----- Information provided -----
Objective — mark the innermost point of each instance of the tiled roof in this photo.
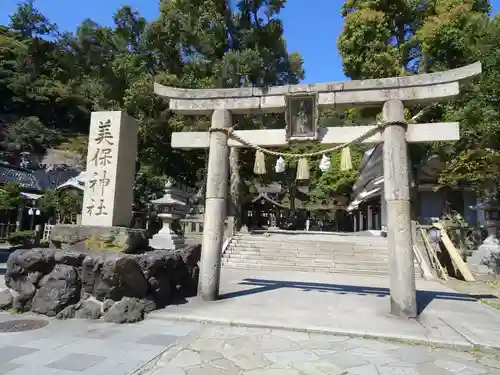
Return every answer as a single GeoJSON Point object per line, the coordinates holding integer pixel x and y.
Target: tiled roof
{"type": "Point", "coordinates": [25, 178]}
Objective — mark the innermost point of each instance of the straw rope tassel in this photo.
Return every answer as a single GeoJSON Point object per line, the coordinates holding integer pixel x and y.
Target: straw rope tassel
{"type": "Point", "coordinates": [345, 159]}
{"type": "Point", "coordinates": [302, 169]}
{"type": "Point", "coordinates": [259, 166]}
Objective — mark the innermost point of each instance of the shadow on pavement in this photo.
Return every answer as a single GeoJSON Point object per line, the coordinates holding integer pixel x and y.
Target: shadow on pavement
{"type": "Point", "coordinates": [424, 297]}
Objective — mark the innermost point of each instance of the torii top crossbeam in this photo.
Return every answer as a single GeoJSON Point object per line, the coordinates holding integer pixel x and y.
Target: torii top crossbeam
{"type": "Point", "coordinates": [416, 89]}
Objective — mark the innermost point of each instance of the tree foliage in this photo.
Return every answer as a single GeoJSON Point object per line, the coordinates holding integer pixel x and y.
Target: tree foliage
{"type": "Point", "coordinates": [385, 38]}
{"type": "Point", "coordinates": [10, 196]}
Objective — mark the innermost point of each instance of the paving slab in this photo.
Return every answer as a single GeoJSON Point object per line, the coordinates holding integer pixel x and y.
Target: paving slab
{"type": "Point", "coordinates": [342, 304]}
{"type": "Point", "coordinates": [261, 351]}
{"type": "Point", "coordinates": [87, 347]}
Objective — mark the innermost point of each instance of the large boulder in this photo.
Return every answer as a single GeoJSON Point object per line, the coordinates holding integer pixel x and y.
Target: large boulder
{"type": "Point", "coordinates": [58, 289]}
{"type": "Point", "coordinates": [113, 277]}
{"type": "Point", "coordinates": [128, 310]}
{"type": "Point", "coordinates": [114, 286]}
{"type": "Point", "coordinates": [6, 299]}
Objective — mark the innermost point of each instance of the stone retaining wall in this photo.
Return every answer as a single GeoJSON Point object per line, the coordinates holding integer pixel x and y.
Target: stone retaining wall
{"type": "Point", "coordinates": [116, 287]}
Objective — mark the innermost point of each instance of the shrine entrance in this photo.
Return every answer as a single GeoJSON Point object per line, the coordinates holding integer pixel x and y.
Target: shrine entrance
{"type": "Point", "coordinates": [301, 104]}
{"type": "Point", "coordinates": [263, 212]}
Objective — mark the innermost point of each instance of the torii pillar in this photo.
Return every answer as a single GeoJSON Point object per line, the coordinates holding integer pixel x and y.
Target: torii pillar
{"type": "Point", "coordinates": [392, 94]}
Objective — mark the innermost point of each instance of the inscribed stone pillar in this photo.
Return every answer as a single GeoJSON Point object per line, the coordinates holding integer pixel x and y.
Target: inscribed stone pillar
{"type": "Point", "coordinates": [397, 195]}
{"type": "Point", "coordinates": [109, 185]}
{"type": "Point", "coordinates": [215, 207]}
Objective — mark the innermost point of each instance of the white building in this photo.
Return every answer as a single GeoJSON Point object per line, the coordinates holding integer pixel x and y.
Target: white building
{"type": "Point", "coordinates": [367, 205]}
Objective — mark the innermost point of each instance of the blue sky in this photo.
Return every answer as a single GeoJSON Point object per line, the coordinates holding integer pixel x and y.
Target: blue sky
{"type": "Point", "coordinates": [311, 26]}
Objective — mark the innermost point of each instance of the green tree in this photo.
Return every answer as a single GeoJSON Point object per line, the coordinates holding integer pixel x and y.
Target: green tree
-----
Copy every record above exactly, leaving out the pictures.

Task result
Objective — mark the innermost point of each instance of the tiled roof in this photo.
Return every answer as a single GeoJSON Point object per line, the coordinates holding integer pixel x and y.
Target: tiled roof
{"type": "Point", "coordinates": [25, 178]}
Objective — mark the innermost point of each instance of the straw rope tassel in this photo.
Return every answer as a single GeoJSON Point object per line, the coordinates holding integer pixel x and y.
Target: straw rope tassel
{"type": "Point", "coordinates": [345, 159]}
{"type": "Point", "coordinates": [302, 169]}
{"type": "Point", "coordinates": [259, 166]}
Objective — mark the innermost point of each instance of the shadow on pavement in this photo.
Return every answer as a single GeoJSON Point object per line, the coordinates holding integer pixel x and y.
Target: shadow on pavement
{"type": "Point", "coordinates": [424, 297]}
Objective — mark the innermost point of each instance of the torii top crossbeam in this photo.
Return every answer as a single GeoJSON Point object per line, the coordinates holding integer pixel x and y.
Target: torii top crossbeam
{"type": "Point", "coordinates": [416, 89]}
Objective — mark the innermost point of each instance of the tree foliage in this photo.
Return every answer as a single GeoJSON Point object per line, the coordinates holding integer pixel x and y.
Target: tree foliage
{"type": "Point", "coordinates": [385, 38]}
{"type": "Point", "coordinates": [10, 196]}
Objective — mark the innermost point of each instance of the paving slab in this photo.
Return every answer as a single GeoJSON Point object per line, the coordinates holding integer pixel x and y.
Target: paving slab
{"type": "Point", "coordinates": [342, 304]}
{"type": "Point", "coordinates": [261, 351]}
{"type": "Point", "coordinates": [87, 347]}
Objective — mark the innermost point of each instance of the large boulder in this photo.
Return every answer as a single GeoJSON Point object per line, the coordinates holding integer pixel x and y.
Target: large boulder
{"type": "Point", "coordinates": [58, 289]}
{"type": "Point", "coordinates": [113, 277]}
{"type": "Point", "coordinates": [128, 310]}
{"type": "Point", "coordinates": [114, 286]}
{"type": "Point", "coordinates": [6, 299]}
Objective — mark the innermost point of each instance of the stone retaining wall in this photo.
Return every answer as a single GeoJSON Point object per line, the coordinates holding integer pixel x and y.
Target: stone retaining wall
{"type": "Point", "coordinates": [116, 287]}
Objective — mark the innermost point of each instance of the shrine entrance in this photo.
Return every answer as a single GeoJSON Point object per line, the coordinates holding integer pixel x and y.
Target: shrine entrance
{"type": "Point", "coordinates": [301, 104]}
{"type": "Point", "coordinates": [263, 212]}
Objective — mark the innermost point of each instance of the torii pillar in this photo.
Return every answer as a single GeoJSON Point object per line, the coordinates holding integer pixel x and y.
Target: torii pillar
{"type": "Point", "coordinates": [392, 94]}
Objective — mark the innermost point of each instance of the inscribed stone pillar in this photo.
Return every answer as a single GeoJSON Point object per line, the coordinates holding integer pixel x and y.
Target: inscribed stone pillar
{"type": "Point", "coordinates": [397, 195]}
{"type": "Point", "coordinates": [109, 185]}
{"type": "Point", "coordinates": [215, 207]}
Objective — mark the innermost point of each instance of the white building in this photo.
Return every answer as a single GeoJSON Point object per line, the coordinates holding integer pixel x and y.
Target: white building
{"type": "Point", "coordinates": [367, 205]}
Objective — mark the innermost point of each instance of the blue sky in this photo.
Return every answer as a single GeoJSON Point object per line, the coordinates holding integer pixel x and y.
Target: blue sky
{"type": "Point", "coordinates": [311, 26]}
Objective — mark the innermost point of each instance of the green tree in this photo.
Return every answer as a single GeoJSON Point object per line, the coordinates holding integer pixel x and y.
Target: green tree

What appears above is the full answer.